> Exercise goal:
Update the rows below by replacing "outline" with "trace" and leaving everything else unchanged. Leave the pictures out of your answer.
+ + + + + + +
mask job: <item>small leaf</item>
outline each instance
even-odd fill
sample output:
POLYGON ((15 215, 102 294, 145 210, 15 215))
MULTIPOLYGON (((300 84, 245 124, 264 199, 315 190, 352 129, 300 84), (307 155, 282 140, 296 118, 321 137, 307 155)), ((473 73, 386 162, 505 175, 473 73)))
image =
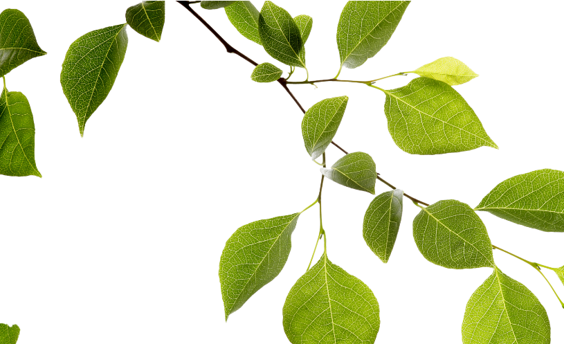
+ + + + + + +
> Response to this exercise:
mask job: <item>small leaf</item>
trace each instance
even-odd fill
sample output:
POLYGON ((15 215, 102 294, 145 210, 15 215))
MULTIPOLYGON (((300 84, 245 124, 264 199, 315 190, 352 129, 300 84), (307 155, 282 140, 296 118, 321 137, 307 155)), ((473 73, 386 162, 505 175, 473 73)))
image =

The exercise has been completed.